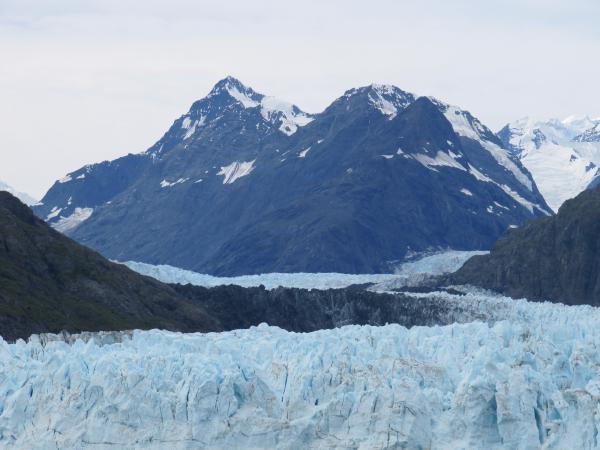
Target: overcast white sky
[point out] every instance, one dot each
(82, 81)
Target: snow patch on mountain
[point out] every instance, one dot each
(236, 170)
(242, 97)
(273, 109)
(466, 125)
(303, 153)
(561, 165)
(440, 159)
(167, 184)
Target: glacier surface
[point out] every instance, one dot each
(524, 378)
(407, 273)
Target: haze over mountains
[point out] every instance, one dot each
(244, 183)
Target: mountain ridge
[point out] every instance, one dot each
(246, 195)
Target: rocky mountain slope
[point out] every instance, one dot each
(25, 198)
(562, 155)
(554, 258)
(49, 283)
(245, 184)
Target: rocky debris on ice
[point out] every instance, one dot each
(526, 383)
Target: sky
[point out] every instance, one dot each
(83, 81)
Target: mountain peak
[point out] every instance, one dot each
(389, 100)
(236, 90)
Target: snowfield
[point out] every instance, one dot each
(526, 383)
(408, 273)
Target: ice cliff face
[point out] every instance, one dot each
(528, 382)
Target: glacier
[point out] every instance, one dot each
(509, 374)
(524, 383)
(410, 272)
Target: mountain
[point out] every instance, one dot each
(244, 183)
(553, 258)
(562, 155)
(590, 135)
(25, 198)
(49, 283)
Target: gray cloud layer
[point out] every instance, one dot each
(84, 81)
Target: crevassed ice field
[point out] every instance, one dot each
(513, 374)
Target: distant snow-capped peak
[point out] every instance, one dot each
(466, 125)
(286, 116)
(562, 155)
(590, 135)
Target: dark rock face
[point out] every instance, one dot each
(554, 258)
(242, 185)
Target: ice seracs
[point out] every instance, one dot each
(526, 379)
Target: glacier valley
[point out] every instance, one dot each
(515, 375)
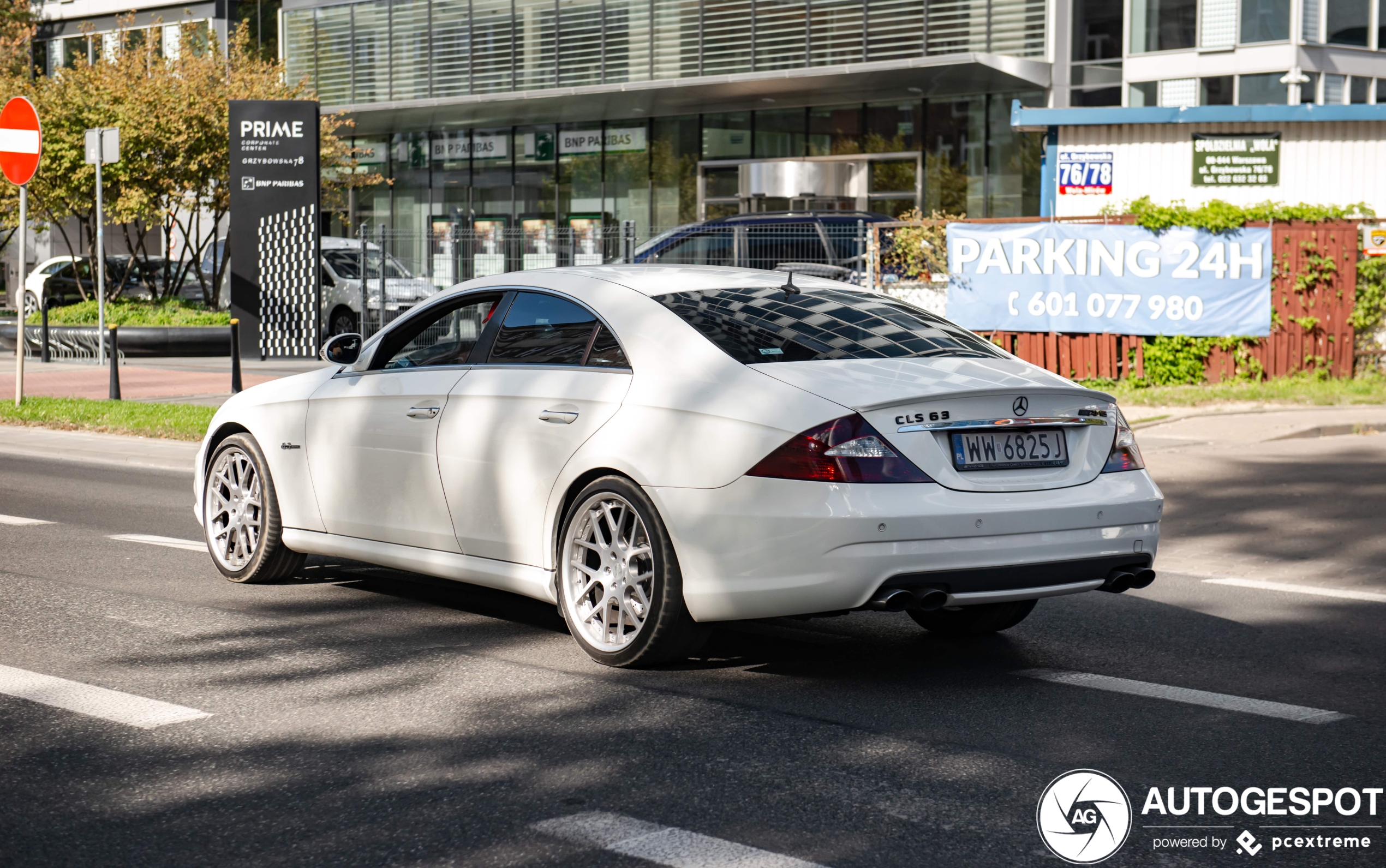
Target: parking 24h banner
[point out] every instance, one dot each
(273, 228)
(1116, 279)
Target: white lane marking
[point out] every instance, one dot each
(93, 701)
(1197, 698)
(174, 543)
(21, 520)
(663, 845)
(1320, 591)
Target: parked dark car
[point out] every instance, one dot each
(821, 243)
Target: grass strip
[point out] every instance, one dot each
(1302, 390)
(167, 421)
(164, 313)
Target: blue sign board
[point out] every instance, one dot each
(1116, 279)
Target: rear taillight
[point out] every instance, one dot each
(1125, 455)
(845, 450)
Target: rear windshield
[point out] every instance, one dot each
(766, 325)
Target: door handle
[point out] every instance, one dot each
(559, 416)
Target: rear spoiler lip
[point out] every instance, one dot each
(1077, 391)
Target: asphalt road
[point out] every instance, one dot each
(369, 717)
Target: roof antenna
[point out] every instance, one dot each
(789, 289)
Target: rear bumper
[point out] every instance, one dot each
(767, 548)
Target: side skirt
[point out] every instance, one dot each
(501, 574)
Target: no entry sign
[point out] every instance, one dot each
(21, 139)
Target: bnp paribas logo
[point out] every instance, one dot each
(1084, 817)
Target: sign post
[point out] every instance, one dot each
(103, 146)
(21, 143)
(273, 236)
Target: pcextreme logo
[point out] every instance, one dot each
(1084, 817)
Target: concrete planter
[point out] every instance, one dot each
(149, 342)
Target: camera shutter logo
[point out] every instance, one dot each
(1084, 817)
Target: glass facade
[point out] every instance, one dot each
(587, 179)
(390, 50)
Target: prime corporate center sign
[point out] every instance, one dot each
(273, 231)
(1115, 279)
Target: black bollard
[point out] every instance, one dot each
(44, 333)
(116, 367)
(236, 357)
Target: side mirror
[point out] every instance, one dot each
(343, 350)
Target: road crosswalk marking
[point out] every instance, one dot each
(663, 845)
(1316, 590)
(93, 701)
(174, 543)
(21, 520)
(1198, 698)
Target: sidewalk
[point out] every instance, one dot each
(175, 380)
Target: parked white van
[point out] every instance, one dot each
(342, 286)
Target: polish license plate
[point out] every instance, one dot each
(1009, 450)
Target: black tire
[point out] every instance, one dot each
(667, 631)
(270, 559)
(342, 322)
(973, 620)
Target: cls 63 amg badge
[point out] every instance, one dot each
(1084, 817)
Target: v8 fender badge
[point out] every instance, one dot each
(1084, 816)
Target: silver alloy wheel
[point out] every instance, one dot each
(607, 572)
(235, 510)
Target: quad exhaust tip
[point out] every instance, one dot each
(1123, 580)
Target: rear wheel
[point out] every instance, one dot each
(240, 515)
(973, 620)
(620, 588)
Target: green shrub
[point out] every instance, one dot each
(165, 313)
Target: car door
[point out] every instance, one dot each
(553, 376)
(373, 434)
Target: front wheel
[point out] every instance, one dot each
(973, 620)
(620, 587)
(240, 515)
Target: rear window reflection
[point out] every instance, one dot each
(764, 325)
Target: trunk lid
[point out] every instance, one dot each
(894, 394)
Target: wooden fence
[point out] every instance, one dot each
(1315, 278)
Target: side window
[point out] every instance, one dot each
(444, 339)
(706, 249)
(769, 246)
(543, 331)
(605, 351)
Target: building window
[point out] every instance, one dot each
(1141, 95)
(1217, 91)
(1348, 21)
(1163, 26)
(1334, 86)
(1266, 20)
(1179, 92)
(1264, 89)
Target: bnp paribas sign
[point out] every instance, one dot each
(1236, 160)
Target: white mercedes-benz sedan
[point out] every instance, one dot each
(658, 448)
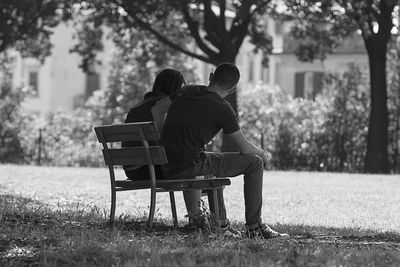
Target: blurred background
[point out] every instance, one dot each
(319, 87)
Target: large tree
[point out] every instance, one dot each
(321, 27)
(25, 24)
(216, 28)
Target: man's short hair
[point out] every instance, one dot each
(226, 75)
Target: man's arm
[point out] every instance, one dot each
(246, 147)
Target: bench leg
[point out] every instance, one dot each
(113, 200)
(152, 207)
(214, 207)
(173, 208)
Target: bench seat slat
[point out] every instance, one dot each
(127, 132)
(175, 184)
(135, 156)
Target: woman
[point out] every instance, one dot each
(153, 108)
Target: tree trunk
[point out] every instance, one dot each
(227, 144)
(376, 159)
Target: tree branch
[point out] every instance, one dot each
(159, 36)
(385, 17)
(194, 29)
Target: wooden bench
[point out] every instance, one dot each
(145, 154)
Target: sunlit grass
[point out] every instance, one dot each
(57, 217)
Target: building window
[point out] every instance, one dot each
(299, 84)
(265, 74)
(251, 68)
(308, 84)
(33, 81)
(92, 83)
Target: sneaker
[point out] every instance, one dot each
(199, 221)
(264, 231)
(228, 231)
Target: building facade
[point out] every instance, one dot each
(60, 83)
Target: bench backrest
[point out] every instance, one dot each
(140, 132)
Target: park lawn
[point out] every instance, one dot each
(56, 216)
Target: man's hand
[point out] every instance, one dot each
(246, 147)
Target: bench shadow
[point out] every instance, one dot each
(299, 233)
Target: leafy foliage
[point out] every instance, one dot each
(25, 24)
(321, 28)
(12, 119)
(326, 134)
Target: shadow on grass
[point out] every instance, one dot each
(33, 233)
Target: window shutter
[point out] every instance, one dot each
(317, 82)
(33, 81)
(92, 83)
(299, 84)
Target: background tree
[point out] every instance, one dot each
(25, 24)
(321, 27)
(216, 29)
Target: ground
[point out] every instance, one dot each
(56, 216)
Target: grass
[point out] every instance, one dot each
(56, 217)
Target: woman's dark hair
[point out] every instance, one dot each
(168, 81)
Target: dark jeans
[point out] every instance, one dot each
(230, 165)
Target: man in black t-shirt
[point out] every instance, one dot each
(196, 115)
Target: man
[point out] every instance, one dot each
(196, 115)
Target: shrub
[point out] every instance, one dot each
(328, 133)
(12, 117)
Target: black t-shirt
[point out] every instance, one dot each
(194, 118)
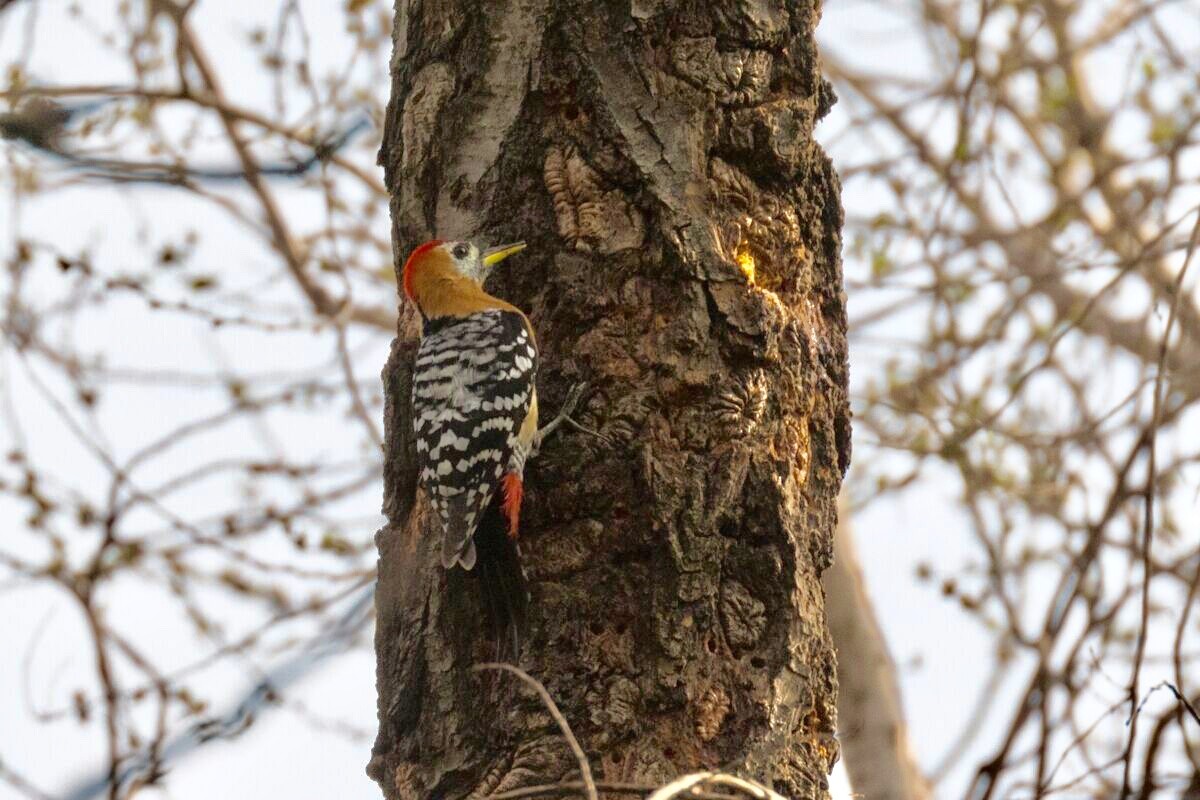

====

▶ _REQUIREMENT_: Reproduce all of the records above word for word, and leave the pictures out of your answer.

▶ _FULL OUTPUT_:
Target: overcast white sky
[point out] every instance, one dot each
(82, 81)
Target: snow patch on mountain
[point out] every instance, one dot each
(236, 170)
(242, 97)
(273, 109)
(466, 125)
(303, 153)
(561, 165)
(440, 159)
(167, 184)
Target: glacier surface
[point out] every instance, one dot each
(524, 378)
(407, 273)
Target: haze over mountains
[point out] every instance, one dot each
(244, 183)
Target: mountain ridge
[point out] every instance, one dot each
(246, 195)
Target: rocky mountain slope
[point out] every instance, one dot each
(25, 198)
(562, 155)
(554, 258)
(49, 283)
(245, 184)
Target: rocky debris on ice
[point out] every instance, one dot each
(526, 383)
Target: sky
[point out] every instance, one dot each
(83, 81)
Target: mountain peak
[point out] every instance, one dot each
(389, 100)
(236, 90)
Target: snowfield
[point out] every instance, one dot each
(526, 383)
(408, 273)
Target: ice cliff face
[point out] every instance, one dot each
(528, 382)
Target: glacier
[point out] every instance, one dot each
(509, 374)
(524, 383)
(410, 272)
Target: mountain
[point out] every instance, one dot each
(244, 183)
(553, 258)
(562, 155)
(590, 135)
(25, 198)
(49, 283)
Target: gray cloud layer
[point out] every instance, one dot each
(84, 81)
Target: crevassed ice field
[point out] every instance, one dot each
(513, 374)
Target: distant snow-capped peak
[point out] every instance, one dot each
(466, 125)
(286, 116)
(562, 155)
(590, 135)
Target: dark rock face
[point out] every instance, one dot each
(554, 258)
(242, 185)
Target: ice seracs
[point out] every instance, one dot each
(526, 379)
Target: glacier valley
[point out] every instance, one dot each
(515, 375)
Target: parking 24h banner
[point out] every instance, one dot each
(273, 228)
(1116, 279)
Target: white lane marking
[point out] every instance, one dot each
(93, 701)
(1197, 698)
(174, 543)
(21, 520)
(663, 845)
(1320, 591)
Target: parked dark car
[point out] every instance, one dot each
(821, 243)
Target: grass strip
[point out] every instance, one dot each
(1302, 390)
(167, 421)
(164, 313)
Target: blue sign board
[point out] every instance, one dot each
(1116, 279)
Target: rear taillight
[point out] every instance, one dot each
(1125, 455)
(845, 450)
Target: rear windshield
[point out] every instance, one dot each
(766, 325)
Target: door handle
[point out] every instance, one dot each
(559, 416)
Target: rear spoiler lip
[point out] every instance, one dot each
(1077, 391)
Target: asphalt road
[point out] every instance, one dot each
(369, 717)
Target: roof antenna
[point out] every instance, one dot each
(789, 289)
Target: rear bumper
[point out] every instance, one dot each
(767, 548)
Target: side skirt
[point out] every instance, one dot each
(501, 574)
Target: no entry sign
[point out] every instance, one dot each
(21, 139)
Target: bnp paribas logo
[point out] every instance, one dot each
(1084, 817)
Target: sign post
[point out] every instance, one dot each
(103, 146)
(21, 143)
(273, 236)
Target: pcextreme logo
[point out] every instance, one dot each
(1084, 817)
Target: concrete planter
[point out] every instance, one dot each
(149, 342)
Target: camera shutter logo
[point out] every instance, one dot each
(1084, 817)
Target: glass facade
[point out] every instance, one dot each
(587, 179)
(390, 50)
Target: prime corporate center sign
[point out] every instance, one dot each
(273, 231)
(1115, 279)
Target: black bollard
[point out] every instance, one dot each
(44, 333)
(116, 367)
(236, 357)
Target: side mirror
[point out] every instance, one dot each
(343, 350)
Target: road crosswalk marking
[point out] every instance, one dot each
(663, 845)
(1316, 590)
(93, 701)
(174, 543)
(21, 520)
(1198, 698)
Target: sidewalk
[point out] every instance, one dot each
(175, 380)
Target: parked white van
[point out] every instance, one dot each
(342, 286)
Target: polish license plate
[point out] every instance, one dot each
(1009, 450)
Target: black tire
[point out] every instance, one dot each
(667, 631)
(270, 559)
(342, 322)
(973, 620)
Target: cls 63 amg badge
[point out] every instance, one dot each
(1084, 817)
Target: v8 fender badge
[point out] every instance, one dot each
(1084, 816)
Target: silver alloy wheel
[point out] every instance, one dot each
(607, 572)
(235, 510)
Target: quad exhaust tip
[point out] every instance, one dot each
(1123, 580)
Target: rear wheel
[point out] every instance, one dot each
(240, 515)
(973, 620)
(620, 588)
Target: green shrub
[point out] every instance, one dot each
(165, 313)
Target: car door
[point out] every instance, one dot each
(553, 376)
(373, 434)
Target: front wheel
[point out] every instance, one dot each
(973, 620)
(620, 587)
(240, 515)
Target: rear window reflection
[point out] every instance, one dot each
(764, 325)
Target: trunk lid
[point out] every instance, one dot each
(894, 394)
Target: wooden fence
[point out] every instance, one dot each
(1315, 278)
Target: side window
[point out] every instance, one dot each
(444, 339)
(706, 249)
(769, 246)
(543, 331)
(605, 351)
Target: building window
[point out] every instance, one dot each
(1141, 95)
(1217, 91)
(1348, 21)
(1163, 26)
(1334, 86)
(1266, 20)
(1179, 92)
(1264, 89)
Target: bnp paribas sign
[point out] every instance, one dot each
(1236, 160)
Target: white mercedes-benz sedan
[point out] every instance, one dot each
(658, 448)
Target: blurred background
[point out] every instance, one dot each
(319, 87)
Target: large tree
[point out] every instance, one dot each
(321, 27)
(25, 24)
(216, 28)
Target: man's short hair
[point out] every instance, one dot each
(226, 75)
Target: man's arm
[point out] every instance, one dot each
(246, 147)
Target: bench leg
[point out] every instance, one dot each
(113, 200)
(152, 207)
(214, 207)
(173, 208)
Target: bench seat slat
[point out] every instance, one dot each
(127, 132)
(175, 184)
(135, 156)
Target: woman
[point out] every instance, one dot each
(153, 108)
Target: tree trunk
[point out] every instance, one dot each
(227, 144)
(376, 159)
Target: tree branch
[point out] every instance, one dot each
(159, 36)
(385, 17)
(194, 29)
Target: wooden bench
[point out] every instance, one dot each
(145, 154)
Target: sunlit grass
[point out] every instance, one dot each
(57, 217)
Target: building window
[point out] every instance, one dot each
(299, 84)
(265, 74)
(251, 68)
(308, 84)
(33, 81)
(92, 83)
Target: sneaker
[point out] every instance, one dot each
(199, 221)
(264, 231)
(228, 231)
Target: building facade
[point out] every instance, one dot each
(60, 83)
Target: bench backrest
[point out] every instance, one dot each
(140, 132)
Target: park lawn
[point out] every instance, one dot each
(56, 216)
Target: man's hand
[point out] every instance, one dot each
(246, 147)
Target: bench shadow
[point out] every instance, one dot each
(299, 233)
Target: leafy foliage
[point out] every instance, one dot each
(25, 24)
(321, 28)
(12, 119)
(326, 134)
Target: shadow on grass
[point out] every instance, one dot each
(33, 233)
Target: window shutter
[point out] every instance, one dot each
(317, 82)
(33, 81)
(92, 83)
(299, 84)
Target: background tree
[point out] every instance, one dot each
(25, 24)
(321, 27)
(216, 29)
Target: ground
[point out] every instance, one dot each
(56, 216)
Target: grass
[point out] every instance, one dot each
(56, 217)
Target: woman's dark hair
[point out] every instance, one dot each
(168, 81)
Target: dark jeans
[point out] every instance, one dot each
(230, 165)
Target: man in black t-shirt
[point out] every instance, one dot each
(196, 115)
Target: man
[point out] every instance, one dot each
(196, 115)
Target: shrub
[point out] every instance, one dot each
(328, 133)
(12, 117)
Target: black t-shirt
[point out] every instance, one dot each
(194, 118)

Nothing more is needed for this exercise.